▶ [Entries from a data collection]
============================================================
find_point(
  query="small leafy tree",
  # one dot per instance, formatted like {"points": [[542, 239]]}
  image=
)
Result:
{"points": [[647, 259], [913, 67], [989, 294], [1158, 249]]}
============================================================
▶ [WORK INSTRUCTIONS]
Please rewrite all the entries above in full, requests included, scaling every point coordinate in the answers to 0.25 of its value and rounding to whole numbers with halves going up. Leave the numbers in the requests and their format samples unchanged.

▶ [EXERCISE RESPONSE]
find_point(
  query="small leafy tree",
  # one dot per instance, formatted like {"points": [[542, 239]]}
  image=
)
Result:
{"points": [[162, 65], [228, 17], [247, 74], [290, 62]]}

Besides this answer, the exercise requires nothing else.